** STUDY TEXT **
Initially, the total of the basic child support obligation is calculated by adding together the gross incomes of both parents after certain adjustments are made. A percentage share of each parent’s income is then determined, and this amount is taken to the support tables (referred to in the Guidelines as the Guideline Schedules for Weekly Support Payments) to determine the anticipated average weekly spending on a child. The cost of work-related childcare expenses and the weekly costs of health insurance premiums are also added to this figure.
It should be emphasized that the Guidelines do not address the issue of maintenance in a divorce action. Spousal maintenance is governed by Indiana law and must be set in accordance with that statute. Nevertheless, the Guidelines do recommend that child support be established before an award of maintenance is considered.
The guidelines also provide a rebuttable presumption that the amount calculated on the worksheet is the correct amount of support to be awarded. There are a number of factors that can be used to deviate from this presumed amount, including extraordinary medical expenses. However, the court should carefully consider each of these factors before making a deviation from the guidelines.
Parenting Time Credits
The Indiana Child Support Guidelines incorporate economic research showing how much raising children costs. The purpose of the guidelines is to assist judges and practitioners in establishing appropriate levels of award.
The most important information to be determined is each parent’s income level. The court will also need to establish the amount of any extraordinary medical expenses. Then the court will need to decide how much time each parent spends with the child(ren). Once that is done, the remaining amount of the basic child support obligation must be apportioned between parents. This will be done by assigning a percentage of the total cost of raising the child(ren) to each parent’s share of parenting time.
It is important that each party understands that a credit for “duplicated” expenses must be applied as part of the calculation. Those are expenditures that are not transferred with the child(ren) from one parent’s household to another, such as shelter costs. This credit is calculated on a Parenting Time Credit Worksheet.
Duplicated expense amounts are added to the basic child support obligation and then apportioned between parents based on their weekly adjusted incomes. The percentages that are assigned to each parent’s share of the basic child support obligation are then placed on Line 2 of the Child Support Obligation Worksheet. The resulting figure is the basic child support obligation for each parent.
It is necessary to apportion the basic child support obligation between both parties, even if the noncustodial parent has zero overnights each year. This is because the custodial parent’s share is presumed to be spent directly on the children. However, if there is close to equal parenting time and the custodial parent has a significantly higher income than the noncustodial parent, then the application of the parenting time credit should result in a monetary amount being paid from the custodial parent to the noncustodial parent absent grounds for a deviation. The court will need to explain its reasoning for deviating from the parenting time credit.

** WHAT YOU NEED TO DO **
According to the child support text, what three things must the court determine or establish before the remaining basic child support obligation is apportioned between the parents? Base every answer on the child support text alone.

** MATERIAL PROVIDED **
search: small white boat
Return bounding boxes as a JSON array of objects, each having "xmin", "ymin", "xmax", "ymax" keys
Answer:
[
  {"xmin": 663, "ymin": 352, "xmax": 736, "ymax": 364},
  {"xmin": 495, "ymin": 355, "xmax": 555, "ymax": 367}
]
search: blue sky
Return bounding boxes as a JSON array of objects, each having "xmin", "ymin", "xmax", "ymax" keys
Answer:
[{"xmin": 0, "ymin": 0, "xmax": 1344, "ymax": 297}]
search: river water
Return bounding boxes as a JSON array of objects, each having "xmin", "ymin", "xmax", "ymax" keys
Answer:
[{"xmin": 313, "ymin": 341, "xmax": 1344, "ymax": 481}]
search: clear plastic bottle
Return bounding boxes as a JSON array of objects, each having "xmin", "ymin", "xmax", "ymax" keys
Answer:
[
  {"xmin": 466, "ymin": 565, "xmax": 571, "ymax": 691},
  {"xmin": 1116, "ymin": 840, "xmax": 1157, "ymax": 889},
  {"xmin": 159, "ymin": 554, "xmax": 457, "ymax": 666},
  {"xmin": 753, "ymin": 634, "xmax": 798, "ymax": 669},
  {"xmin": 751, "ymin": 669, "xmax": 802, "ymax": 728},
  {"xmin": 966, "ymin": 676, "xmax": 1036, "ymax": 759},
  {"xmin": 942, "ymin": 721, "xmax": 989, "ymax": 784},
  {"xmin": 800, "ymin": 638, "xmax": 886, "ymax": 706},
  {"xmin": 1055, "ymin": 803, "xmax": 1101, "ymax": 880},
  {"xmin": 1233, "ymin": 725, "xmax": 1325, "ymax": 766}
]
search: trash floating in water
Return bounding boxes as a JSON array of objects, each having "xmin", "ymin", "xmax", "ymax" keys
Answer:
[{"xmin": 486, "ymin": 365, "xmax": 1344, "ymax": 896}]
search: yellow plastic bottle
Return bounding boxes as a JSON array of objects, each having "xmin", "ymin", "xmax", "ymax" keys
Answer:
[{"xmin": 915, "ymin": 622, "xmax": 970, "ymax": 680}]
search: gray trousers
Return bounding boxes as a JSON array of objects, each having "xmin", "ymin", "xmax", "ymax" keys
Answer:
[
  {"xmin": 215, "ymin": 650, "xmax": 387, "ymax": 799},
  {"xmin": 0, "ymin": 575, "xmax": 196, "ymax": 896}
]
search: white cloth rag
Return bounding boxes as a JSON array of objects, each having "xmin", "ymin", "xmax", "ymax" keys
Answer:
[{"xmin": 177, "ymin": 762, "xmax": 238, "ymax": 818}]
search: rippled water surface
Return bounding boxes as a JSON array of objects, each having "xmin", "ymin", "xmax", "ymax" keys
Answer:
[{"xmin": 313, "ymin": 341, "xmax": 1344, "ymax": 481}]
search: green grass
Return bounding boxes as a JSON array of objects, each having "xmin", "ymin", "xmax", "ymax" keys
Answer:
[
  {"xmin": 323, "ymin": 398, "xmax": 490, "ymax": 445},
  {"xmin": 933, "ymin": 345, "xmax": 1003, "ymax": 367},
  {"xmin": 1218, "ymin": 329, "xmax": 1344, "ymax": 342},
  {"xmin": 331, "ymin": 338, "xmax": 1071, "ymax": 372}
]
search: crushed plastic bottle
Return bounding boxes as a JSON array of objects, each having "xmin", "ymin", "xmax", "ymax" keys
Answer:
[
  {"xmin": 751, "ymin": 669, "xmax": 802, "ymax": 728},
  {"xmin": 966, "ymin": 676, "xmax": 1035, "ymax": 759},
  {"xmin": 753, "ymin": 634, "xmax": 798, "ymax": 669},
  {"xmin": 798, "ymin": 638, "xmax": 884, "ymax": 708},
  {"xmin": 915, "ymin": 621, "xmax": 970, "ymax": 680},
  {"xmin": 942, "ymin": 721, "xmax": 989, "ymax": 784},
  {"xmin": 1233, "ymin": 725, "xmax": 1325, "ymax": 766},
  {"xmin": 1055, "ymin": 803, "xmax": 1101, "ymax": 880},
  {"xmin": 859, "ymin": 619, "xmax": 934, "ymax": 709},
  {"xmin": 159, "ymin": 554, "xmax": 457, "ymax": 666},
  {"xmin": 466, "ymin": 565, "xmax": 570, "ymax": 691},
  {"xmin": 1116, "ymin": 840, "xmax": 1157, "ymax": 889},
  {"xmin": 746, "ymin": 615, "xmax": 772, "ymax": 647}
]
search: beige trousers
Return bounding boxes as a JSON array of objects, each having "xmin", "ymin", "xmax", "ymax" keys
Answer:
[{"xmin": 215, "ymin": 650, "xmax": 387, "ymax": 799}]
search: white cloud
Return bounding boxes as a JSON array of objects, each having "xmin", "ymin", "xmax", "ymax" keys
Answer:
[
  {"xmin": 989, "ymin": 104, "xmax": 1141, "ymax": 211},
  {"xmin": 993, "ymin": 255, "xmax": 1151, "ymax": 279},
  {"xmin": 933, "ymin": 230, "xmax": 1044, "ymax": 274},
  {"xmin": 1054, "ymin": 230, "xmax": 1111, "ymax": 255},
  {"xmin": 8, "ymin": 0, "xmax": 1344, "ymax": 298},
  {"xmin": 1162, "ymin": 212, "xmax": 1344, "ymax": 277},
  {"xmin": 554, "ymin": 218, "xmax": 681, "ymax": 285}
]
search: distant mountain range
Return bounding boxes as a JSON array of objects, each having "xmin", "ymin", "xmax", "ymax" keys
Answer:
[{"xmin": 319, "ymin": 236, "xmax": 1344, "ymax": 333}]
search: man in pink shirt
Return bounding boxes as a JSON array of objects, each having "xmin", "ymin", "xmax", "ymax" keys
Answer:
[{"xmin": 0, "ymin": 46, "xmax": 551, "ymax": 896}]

** REPLY **
- Each parent's income level
- The amount of any extraordinary medical expenses
- How much time each parent spends with the child(ren)